Provided data section start
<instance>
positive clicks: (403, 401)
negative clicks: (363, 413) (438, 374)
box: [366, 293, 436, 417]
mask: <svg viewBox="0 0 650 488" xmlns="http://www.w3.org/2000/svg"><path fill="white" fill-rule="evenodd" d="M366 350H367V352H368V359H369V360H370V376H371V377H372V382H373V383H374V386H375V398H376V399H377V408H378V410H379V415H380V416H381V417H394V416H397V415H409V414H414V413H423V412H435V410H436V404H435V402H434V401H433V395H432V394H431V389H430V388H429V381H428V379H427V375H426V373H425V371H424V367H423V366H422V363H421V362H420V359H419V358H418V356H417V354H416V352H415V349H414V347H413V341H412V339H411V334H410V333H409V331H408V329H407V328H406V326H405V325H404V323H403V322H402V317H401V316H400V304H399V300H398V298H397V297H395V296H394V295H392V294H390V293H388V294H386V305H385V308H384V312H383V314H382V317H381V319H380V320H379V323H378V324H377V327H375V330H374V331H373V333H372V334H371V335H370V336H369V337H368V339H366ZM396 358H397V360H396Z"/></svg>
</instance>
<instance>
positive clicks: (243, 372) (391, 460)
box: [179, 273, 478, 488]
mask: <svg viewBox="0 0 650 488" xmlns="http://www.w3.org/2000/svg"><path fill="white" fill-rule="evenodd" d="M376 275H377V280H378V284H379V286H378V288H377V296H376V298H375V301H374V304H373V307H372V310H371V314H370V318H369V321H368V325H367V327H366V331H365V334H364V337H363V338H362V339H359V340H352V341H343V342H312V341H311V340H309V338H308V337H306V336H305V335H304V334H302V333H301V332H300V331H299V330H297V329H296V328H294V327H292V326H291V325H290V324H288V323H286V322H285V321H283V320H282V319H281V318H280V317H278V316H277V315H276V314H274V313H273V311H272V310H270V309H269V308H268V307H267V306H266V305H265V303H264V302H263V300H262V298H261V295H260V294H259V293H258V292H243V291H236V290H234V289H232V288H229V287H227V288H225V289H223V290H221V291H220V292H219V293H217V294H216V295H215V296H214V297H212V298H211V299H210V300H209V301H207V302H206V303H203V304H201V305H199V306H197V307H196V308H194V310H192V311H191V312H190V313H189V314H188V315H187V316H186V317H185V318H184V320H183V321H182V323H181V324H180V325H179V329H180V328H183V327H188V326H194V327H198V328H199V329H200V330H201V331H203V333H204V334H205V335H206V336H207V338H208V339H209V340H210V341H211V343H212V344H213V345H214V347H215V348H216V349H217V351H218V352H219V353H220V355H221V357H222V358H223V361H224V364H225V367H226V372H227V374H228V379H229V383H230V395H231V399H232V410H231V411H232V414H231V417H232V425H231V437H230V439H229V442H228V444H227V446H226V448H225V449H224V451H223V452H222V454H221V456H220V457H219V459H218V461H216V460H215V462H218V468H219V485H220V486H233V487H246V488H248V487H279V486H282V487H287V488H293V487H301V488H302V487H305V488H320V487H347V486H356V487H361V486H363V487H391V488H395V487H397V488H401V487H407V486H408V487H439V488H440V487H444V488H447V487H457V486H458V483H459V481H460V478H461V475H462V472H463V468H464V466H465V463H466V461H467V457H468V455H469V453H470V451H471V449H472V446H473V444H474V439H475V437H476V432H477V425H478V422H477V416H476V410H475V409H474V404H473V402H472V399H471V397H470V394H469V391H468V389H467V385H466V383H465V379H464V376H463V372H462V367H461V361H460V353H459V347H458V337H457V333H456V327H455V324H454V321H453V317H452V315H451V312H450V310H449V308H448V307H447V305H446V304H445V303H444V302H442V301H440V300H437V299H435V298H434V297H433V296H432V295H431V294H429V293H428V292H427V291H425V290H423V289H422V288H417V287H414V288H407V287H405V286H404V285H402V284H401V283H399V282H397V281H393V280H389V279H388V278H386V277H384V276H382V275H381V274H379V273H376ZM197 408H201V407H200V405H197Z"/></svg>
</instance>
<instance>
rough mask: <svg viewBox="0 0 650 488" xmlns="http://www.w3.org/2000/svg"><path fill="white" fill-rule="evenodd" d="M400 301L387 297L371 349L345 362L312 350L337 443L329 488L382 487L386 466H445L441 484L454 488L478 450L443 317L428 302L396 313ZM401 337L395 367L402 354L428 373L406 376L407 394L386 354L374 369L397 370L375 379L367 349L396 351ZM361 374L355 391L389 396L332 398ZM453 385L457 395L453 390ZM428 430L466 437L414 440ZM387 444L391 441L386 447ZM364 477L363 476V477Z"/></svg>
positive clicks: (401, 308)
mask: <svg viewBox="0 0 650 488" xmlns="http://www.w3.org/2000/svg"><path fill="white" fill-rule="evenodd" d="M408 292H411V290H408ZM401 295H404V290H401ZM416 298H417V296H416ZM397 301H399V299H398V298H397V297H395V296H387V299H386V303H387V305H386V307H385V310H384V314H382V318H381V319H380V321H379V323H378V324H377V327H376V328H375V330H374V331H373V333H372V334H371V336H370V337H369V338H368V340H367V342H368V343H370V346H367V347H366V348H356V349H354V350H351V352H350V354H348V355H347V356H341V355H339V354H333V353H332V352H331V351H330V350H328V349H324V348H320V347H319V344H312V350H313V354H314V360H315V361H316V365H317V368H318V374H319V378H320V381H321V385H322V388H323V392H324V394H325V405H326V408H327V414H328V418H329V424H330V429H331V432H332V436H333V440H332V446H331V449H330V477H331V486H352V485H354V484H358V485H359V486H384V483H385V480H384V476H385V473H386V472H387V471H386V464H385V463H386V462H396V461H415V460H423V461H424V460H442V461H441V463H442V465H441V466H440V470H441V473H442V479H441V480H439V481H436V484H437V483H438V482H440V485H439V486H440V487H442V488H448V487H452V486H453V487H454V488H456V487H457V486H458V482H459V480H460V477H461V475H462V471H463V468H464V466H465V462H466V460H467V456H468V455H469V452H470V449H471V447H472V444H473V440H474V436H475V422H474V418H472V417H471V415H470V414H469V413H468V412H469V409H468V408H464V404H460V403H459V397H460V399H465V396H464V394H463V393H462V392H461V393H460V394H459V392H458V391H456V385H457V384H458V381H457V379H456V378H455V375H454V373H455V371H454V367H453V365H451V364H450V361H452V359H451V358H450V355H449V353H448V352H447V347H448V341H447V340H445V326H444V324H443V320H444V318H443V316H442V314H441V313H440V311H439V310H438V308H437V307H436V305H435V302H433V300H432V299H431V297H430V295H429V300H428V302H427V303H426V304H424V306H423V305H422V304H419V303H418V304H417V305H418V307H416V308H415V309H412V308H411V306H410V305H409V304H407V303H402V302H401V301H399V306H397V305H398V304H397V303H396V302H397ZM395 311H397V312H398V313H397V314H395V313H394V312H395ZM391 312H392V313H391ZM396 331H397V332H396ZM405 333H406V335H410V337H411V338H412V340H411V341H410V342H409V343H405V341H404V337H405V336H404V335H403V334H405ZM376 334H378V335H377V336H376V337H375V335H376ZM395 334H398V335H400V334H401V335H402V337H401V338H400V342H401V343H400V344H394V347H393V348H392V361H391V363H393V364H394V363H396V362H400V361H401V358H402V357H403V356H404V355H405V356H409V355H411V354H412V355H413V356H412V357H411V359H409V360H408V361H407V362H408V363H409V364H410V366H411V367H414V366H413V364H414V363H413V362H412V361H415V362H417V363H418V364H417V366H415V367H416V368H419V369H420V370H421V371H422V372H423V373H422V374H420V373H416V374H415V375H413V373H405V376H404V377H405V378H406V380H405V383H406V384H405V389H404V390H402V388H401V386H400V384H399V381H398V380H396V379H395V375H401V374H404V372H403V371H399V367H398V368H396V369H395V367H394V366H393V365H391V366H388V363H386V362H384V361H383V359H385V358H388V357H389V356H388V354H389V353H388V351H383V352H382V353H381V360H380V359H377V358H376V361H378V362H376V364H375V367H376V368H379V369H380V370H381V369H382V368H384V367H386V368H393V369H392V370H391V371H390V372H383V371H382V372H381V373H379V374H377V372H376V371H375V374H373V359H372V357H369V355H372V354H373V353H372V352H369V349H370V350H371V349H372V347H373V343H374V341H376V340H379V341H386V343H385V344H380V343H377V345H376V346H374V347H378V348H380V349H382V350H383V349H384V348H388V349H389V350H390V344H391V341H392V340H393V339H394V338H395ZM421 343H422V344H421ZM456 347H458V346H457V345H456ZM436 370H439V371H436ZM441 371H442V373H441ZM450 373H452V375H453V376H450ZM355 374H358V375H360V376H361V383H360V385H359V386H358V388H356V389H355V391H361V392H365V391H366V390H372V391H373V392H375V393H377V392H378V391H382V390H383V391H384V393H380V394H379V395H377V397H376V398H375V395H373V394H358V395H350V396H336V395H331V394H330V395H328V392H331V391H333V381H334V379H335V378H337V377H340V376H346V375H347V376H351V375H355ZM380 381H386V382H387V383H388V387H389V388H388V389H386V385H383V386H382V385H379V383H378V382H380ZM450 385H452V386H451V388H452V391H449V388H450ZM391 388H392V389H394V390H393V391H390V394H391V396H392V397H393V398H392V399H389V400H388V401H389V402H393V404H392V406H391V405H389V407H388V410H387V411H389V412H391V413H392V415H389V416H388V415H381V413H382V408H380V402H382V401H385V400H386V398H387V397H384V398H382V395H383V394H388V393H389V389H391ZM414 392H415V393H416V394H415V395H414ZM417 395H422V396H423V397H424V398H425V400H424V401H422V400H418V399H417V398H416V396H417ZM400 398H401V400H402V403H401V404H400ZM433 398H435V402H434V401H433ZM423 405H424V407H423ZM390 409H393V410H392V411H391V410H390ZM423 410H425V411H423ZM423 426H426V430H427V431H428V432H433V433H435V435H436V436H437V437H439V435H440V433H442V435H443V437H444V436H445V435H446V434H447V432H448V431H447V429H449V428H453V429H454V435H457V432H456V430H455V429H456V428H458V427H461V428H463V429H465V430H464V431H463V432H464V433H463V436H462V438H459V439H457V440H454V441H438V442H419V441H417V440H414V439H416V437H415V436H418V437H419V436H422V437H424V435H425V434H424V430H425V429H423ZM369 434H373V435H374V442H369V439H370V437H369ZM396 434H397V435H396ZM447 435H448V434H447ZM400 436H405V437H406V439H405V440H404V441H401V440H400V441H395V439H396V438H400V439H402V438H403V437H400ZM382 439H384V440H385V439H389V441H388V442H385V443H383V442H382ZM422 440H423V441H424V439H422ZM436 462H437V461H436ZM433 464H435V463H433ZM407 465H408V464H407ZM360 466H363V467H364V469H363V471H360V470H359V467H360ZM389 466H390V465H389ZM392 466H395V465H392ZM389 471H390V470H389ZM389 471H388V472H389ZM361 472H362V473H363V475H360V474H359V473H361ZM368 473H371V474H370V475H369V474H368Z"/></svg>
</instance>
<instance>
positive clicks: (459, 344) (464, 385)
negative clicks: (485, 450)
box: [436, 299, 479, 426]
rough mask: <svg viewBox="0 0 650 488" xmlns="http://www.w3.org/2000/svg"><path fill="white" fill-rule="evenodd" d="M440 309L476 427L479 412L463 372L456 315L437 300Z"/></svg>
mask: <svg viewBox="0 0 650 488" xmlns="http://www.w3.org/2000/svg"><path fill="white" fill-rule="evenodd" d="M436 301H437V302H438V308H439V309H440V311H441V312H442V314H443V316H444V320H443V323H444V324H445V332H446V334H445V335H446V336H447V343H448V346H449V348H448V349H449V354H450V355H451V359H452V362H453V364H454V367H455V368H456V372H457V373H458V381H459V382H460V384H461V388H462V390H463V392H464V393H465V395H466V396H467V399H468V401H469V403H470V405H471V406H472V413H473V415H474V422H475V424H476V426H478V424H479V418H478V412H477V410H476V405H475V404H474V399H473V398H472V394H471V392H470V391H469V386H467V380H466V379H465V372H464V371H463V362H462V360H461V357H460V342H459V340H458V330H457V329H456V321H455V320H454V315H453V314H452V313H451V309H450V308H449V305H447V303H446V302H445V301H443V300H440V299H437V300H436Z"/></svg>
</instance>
Provided data section end
**Work required**.
Reproduce the records from the start through the line containing "box: [366, 293, 436, 417]", swapping "negative clicks" for "negative points" and leaving everything else unchanged.

**Completed exercise**.
<instance>
positive clicks: (403, 401)
negative points: (363, 413) (438, 374)
box: [366, 293, 436, 417]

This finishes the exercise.